Detection annotation records:
>> Begin
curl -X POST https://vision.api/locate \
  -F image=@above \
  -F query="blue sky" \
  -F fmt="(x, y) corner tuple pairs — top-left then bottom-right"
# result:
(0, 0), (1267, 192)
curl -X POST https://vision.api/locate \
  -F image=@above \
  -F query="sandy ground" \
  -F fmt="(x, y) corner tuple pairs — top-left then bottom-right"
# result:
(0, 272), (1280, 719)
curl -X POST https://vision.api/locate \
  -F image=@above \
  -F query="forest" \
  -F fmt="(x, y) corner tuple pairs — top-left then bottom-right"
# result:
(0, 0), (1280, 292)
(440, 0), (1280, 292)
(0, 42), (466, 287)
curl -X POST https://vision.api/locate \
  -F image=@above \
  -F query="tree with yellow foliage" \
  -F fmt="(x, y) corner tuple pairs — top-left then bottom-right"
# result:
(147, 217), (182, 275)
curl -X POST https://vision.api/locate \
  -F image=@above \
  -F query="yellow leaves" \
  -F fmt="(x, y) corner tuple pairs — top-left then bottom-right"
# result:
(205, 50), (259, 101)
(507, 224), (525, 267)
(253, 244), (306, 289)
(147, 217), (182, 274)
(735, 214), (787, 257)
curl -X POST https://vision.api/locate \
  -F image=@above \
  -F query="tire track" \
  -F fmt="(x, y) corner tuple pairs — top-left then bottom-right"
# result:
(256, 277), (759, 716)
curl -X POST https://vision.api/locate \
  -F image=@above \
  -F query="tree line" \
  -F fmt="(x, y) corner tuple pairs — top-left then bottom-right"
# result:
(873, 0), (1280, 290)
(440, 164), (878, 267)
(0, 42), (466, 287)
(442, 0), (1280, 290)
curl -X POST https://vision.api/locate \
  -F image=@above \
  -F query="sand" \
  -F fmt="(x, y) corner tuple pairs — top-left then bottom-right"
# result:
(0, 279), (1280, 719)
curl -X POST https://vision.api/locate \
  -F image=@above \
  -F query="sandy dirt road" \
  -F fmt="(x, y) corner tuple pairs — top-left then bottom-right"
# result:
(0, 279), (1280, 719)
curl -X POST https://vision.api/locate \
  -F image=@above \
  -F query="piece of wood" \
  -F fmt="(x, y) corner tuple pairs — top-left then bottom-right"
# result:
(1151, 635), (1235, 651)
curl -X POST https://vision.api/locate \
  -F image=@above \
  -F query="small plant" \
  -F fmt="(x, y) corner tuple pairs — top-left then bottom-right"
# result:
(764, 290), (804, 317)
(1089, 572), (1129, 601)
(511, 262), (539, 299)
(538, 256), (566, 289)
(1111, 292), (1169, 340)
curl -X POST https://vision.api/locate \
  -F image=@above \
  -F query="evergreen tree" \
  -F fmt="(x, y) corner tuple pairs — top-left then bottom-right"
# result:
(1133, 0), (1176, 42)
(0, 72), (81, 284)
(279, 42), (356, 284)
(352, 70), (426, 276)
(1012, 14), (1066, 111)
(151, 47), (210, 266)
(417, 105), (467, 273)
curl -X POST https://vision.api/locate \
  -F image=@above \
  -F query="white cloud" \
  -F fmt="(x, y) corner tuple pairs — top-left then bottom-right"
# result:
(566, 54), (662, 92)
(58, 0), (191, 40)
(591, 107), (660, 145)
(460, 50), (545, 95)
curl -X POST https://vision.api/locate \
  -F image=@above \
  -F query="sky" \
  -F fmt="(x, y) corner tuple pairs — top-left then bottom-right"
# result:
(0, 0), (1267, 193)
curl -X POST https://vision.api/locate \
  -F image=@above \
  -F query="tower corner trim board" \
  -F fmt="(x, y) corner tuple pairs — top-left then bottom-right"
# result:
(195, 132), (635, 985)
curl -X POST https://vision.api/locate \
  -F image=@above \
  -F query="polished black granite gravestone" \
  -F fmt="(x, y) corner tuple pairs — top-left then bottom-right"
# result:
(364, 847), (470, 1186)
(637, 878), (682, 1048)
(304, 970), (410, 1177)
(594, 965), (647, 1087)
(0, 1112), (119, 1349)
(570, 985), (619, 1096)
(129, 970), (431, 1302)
>> End
◆ Required task ◆
Reproduce all of the material, swapping each "https://vision.api/locate" for "https://vision.api/detect" and leaving every other character unchanged.

◆ Result of this task ◆
curl -X POST https://vision.api/detect \
  -F image=@above \
  -F query="blue sky" \
  -F fmt="(x, y) corner tuple pairs — top-left then bottom-right"
# result:
(0, 0), (1267, 192)
curl -X POST https://vision.api/detect \
  -F image=@above \
  -F query="sandy ground" \
  -F fmt="(x, y) corner tuple pairs — top-left then bottom-right"
# result:
(0, 272), (1280, 719)
curl -X POST https://vision.api/detect \
  -F image=@above \
  -F query="forest" \
  -F fmt="(x, y) corner tuple pairs — top-left then bottom-right"
# result:
(0, 0), (1280, 292)
(440, 0), (1280, 292)
(0, 42), (466, 287)
curl -X POST https://vision.api/detect \
  -F image=@above \
  -F query="tree with yellow foliage" \
  -F fmt="(x, y) corner tuple pairs — top-left then bottom-right"
# result:
(147, 217), (182, 275)
curl -X POST https://vision.api/detect \
  -F image=@above \
  -F query="yellow leaves" \
  -F fmt="(x, y) corner tuple pairs — top-left then bottom-right"
# result:
(205, 50), (259, 101)
(507, 224), (525, 267)
(253, 244), (306, 289)
(147, 217), (182, 274)
(735, 214), (787, 257)
curl -X POST https://vision.api/detect \
  -F image=@above \
  -F query="tire track" \
  -F fmt="(x, y) corner tuple pairs — top-left then bottom-right"
# result:
(256, 277), (759, 716)
curl -X POST https://vision.api/detect \
  -F image=@above \
  -F query="tree line" \
  -F fmt="(x, y) corner tuple pairs — top-left then bottom-right"
# result:
(873, 0), (1280, 290)
(440, 164), (878, 267)
(0, 42), (466, 287)
(442, 0), (1280, 290)
curl -X POST https://vision.api/detect \
  -F image=@above \
  -F query="sand" \
  -F fmt="(x, y) corner tuple pairs — top-left then bottom-right"
# result:
(0, 279), (1280, 719)
curl -X POST https://vision.api/detect \
  -F image=@above \
  -F query="sandy dirt road" \
  -F fmt="(x, y) corner tuple pairs — top-left then bottom-right"
# result:
(0, 279), (1280, 719)
curl -X POST https://vision.api/detect \
  -F image=@above \
  -F query="piece of wood" \
  -F fmt="(x, y) corner tuple pairs — top-left then bottom-right"
# result:
(1151, 635), (1235, 651)
curl -X POST https://vision.api/detect \
  -F image=@above \
  -F query="small plant" \
  -F fmt="(x, y) corner tuple pairs — top-left then bottom-right"
# result:
(764, 290), (804, 317)
(1089, 572), (1129, 601)
(511, 262), (539, 299)
(538, 256), (566, 289)
(1111, 292), (1169, 340)
curl -X POST https://vision.api/detect \
  -F image=@above \
  -F query="evergreen tree" \
  -F fmt="(x, y) corner tuple pairs — top-left then bottom-right"
# result:
(1133, 0), (1176, 42)
(0, 72), (81, 284)
(279, 42), (356, 284)
(352, 70), (426, 276)
(1012, 14), (1066, 111)
(151, 47), (210, 266)
(417, 105), (467, 273)
curl -X POST https://vision.api/detect \
  -F image=@above \
  -F query="white cloud" \
  -F fmt="(x, y) corner tuple pairs — top-left then bottom-right"
# result:
(566, 54), (662, 92)
(58, 0), (191, 40)
(591, 107), (660, 145)
(460, 50), (545, 95)
curl -X POST https://vision.api/detect \
  -F image=@above \
  -F query="sky" \
  -F fmt="(x, y) corner tuple pairs — top-left then bottom-right"
# result:
(0, 0), (1267, 193)
curl -X POST https://vision.api/detect \
  -F image=@above \
  -F query="tower corner trim board" \
  -F fmt="(x, y) corner tuple pairs — top-left then bottom-right"
# result:
(195, 132), (635, 985)
curl -X POST https://vision.api/detect \
  -F image=@above \
  -F query="polished black granite gravestone" \
  -F fmt="(x, y) corner tuple pairs — top-left then bottom-right"
# result:
(364, 847), (470, 1186)
(637, 878), (682, 1048)
(304, 970), (410, 1177)
(594, 965), (647, 1087)
(0, 1112), (119, 1349)
(570, 985), (619, 1096)
(129, 970), (431, 1302)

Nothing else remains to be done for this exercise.